• _TEKS KUTIPAN_:
====

Perlawanan terhadap pabrik-pabrik kecil yang buruk kondisi kerja dan upahnya (anti-sweatshop) dimulai pada tahun 1990-an di Amerika Serikat, sejumlah kelompok mulai mengarahkan sasaran pada perusahaan-perusahaan yang menjual busana dan alas kaki seperti GAP dan Nike karena praktek-praktek brutal sub-kontraktornya yang beroperasi di dunia ketiga. Praktek-praktek yang disoroti tersebut termasuk mempekerjakan buruh anak, kondisi-kondisi kerja yang tidak aman dan biadab, upah yang tak mencukupi, penindasan anti-serikat buruh, dan jam kerja yang semena-mena. Para aktivis anti-sweatshop membangun koalisi dengan serikat buruh, kelompok-kelompok komunitas dan hak-hak azasi manusia, dan LSM dunia ketiga untuk mengorganisir demonstrasi-demonstrasis dan boikot konsumen untuk menuntut keadilan bagi buruh dunia ketiga.

Namun demikian, semua perusahaan terus menolak meningkatkan upah dan hak-hak mendirikan serikat buruh. Secara umum, semua industri busana dan alas kaki terkemuka telah memfokuskan enerjinya dalam mencoba menyingkirkan issue tersebut dari pandangan umum dengan menggunakan Fair Labor Association/Asosiasi Hubungan Kerja yang Adil (FLA). FLA didirikan pada tahun 1998 sebagai hasil pertemuan—yang diselenggarakan oleh Gedung Putih (kantornya Presiden AS)—yang di dalamnya termasuk perusahaan-perusahaan, serikat-serikat buruh, kelompok-kelompok hak-hak azasi manusia dan keagamaan. Bertentangan dengan janjinya semula, FLA jelas-jelas hanya melayani kepentingan perusahaan-perusahaan besar (korporat). Tak ada yang dikerjakannya untuk menjamin upah yang layak atau jam kerja yang manusiawi; sistim pengawasan yang dibentuknya dikuasai oleh perusahaan dan terbatas ruang lingkup kerjanya; dan mekanisme pemaksanya hampir-hampir tak ada.

Di bawah payung United Students Againts Sweatshops/Persatuan Mahasiswa Melawan Buruknya Kondisi Kerja dan Upah (USAS), para mahasiswa menuntut produk-produk berlisensi-sekolah harus diproduksi di bawah syarat yang bertanggung jawab terhadap kebutuhan buruh di negeri-negeri dunia ketiga[4]. Itu artinya buruh harus dibayar sesuai dengan standar hidup negeri-tertentu, mempunyai hak untuk berserikat tanpa rasa takut mendapatkan tindakan balasan, dan menikmati kondisi kerja yang aman. Walaupun sejumlah akedemi dan universitas setuju menandatangani kode etik pelaksanaan (codes of conduct) yang sesuai dengan tuntutan tersebut, namun tak ada mekanisme untuk menjamin kepatuhan perusahahaan.

====

• _BARIS DATA_:
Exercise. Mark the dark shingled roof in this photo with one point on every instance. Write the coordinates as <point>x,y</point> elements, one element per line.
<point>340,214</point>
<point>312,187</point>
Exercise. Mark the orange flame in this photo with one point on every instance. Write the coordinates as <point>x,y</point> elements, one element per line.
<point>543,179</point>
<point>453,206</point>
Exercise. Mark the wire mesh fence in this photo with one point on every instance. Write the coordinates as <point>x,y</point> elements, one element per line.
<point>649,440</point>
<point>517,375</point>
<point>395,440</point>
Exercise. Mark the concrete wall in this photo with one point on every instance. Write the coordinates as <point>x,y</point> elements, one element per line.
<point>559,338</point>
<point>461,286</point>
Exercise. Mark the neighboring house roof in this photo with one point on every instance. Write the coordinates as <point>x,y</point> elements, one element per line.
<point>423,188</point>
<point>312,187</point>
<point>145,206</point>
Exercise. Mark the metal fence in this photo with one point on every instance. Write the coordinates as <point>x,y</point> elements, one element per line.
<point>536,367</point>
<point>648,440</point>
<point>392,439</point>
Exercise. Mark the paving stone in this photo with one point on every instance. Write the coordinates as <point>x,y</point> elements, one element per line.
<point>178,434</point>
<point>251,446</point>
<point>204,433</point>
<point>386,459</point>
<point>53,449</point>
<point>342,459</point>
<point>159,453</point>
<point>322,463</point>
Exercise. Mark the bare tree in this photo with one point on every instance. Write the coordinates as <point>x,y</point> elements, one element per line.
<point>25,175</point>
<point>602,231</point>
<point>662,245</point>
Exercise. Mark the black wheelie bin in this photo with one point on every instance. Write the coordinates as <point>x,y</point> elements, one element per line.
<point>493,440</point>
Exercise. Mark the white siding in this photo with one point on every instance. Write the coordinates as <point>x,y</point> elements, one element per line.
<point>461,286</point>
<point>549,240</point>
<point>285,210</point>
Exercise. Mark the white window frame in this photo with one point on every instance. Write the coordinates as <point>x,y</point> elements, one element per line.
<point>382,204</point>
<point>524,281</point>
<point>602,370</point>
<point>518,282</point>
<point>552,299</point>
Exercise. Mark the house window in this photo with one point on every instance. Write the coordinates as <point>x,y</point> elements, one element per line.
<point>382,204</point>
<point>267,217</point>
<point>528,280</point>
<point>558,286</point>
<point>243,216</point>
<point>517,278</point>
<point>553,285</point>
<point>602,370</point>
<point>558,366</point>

====

• _RUMUSAN SOAL_: Salin kembali bagian teks tentang gerakan anti-sweatshop, mulai dari kata-kata "Di bawah payung" dan berhenti setelah "menjamin kepatuhan perusahahaan.". Namai ulang "buruh" menjadi "pekerja" di seluruh bagian itu. Item-item di atas berasal dari sumber yang berbeda dengan teks.

• _HASIL LATIHAN_:
Di bawah payung United Students Againts Sweatshops/Persatuan Mahasiswa Melawan Buruknya Kondisi Kerja dan Upah (USAS), para mahasiswa menuntut produk-produk berlisensi-sekolah harus diproduksi di bawah syarat yang bertanggung jawab terhadap kebutuhan pekerja di negeri-negeri dunia ketiga[4]. Itu artinya pekerja harus dibayar sesuai dengan standar hidup negeri-tertentu, mempunyai hak untuk berserikat tanpa rasa takut mendapatkan tindakan balasan, dan menikmati kondisi kerja yang aman. Walaupun sejumlah akedemi dan universitas setuju menandatangani kode etik pelaksanaan (codes of conduct) yang sesuai dengan tuntutan tersebut, namun tak ada mekanisme untuk menjamin kepatuhan perusahahaan.